— begin Supplied material —
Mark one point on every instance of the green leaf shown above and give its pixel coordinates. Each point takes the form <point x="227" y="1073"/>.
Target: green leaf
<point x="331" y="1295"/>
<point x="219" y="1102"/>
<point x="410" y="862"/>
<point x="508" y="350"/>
— end Supplied material —
• _The task_
Set out the records above as a Markdown table with two columns, Row and Line. Give each nonblank line its own numbered row.

• _Expected output_
| Row | Line |
|---|---|
| 1 | Mark one point on every instance of the green leaf shown above and give its pixel coordinates. Each point takes the form <point x="227" y="1073"/>. |
| 2 | Target: green leaf |
| 3 | <point x="331" y="1295"/> |
| 4 | <point x="219" y="1102"/> |
| 5 | <point x="410" y="862"/> |
| 6 | <point x="508" y="350"/> |